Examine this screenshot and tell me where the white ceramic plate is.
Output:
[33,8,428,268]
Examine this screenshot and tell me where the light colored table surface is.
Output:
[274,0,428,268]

----

Brief: Rewrite the rows with each "screenshot" replaced by "photo", keeping everything else the same.

Written response:
Examine this photo and tell me where the white ceramic plate is.
Output:
[33,8,428,268]
Examine this photo and tell me where the light colored table surface is.
Output:
[274,0,428,268]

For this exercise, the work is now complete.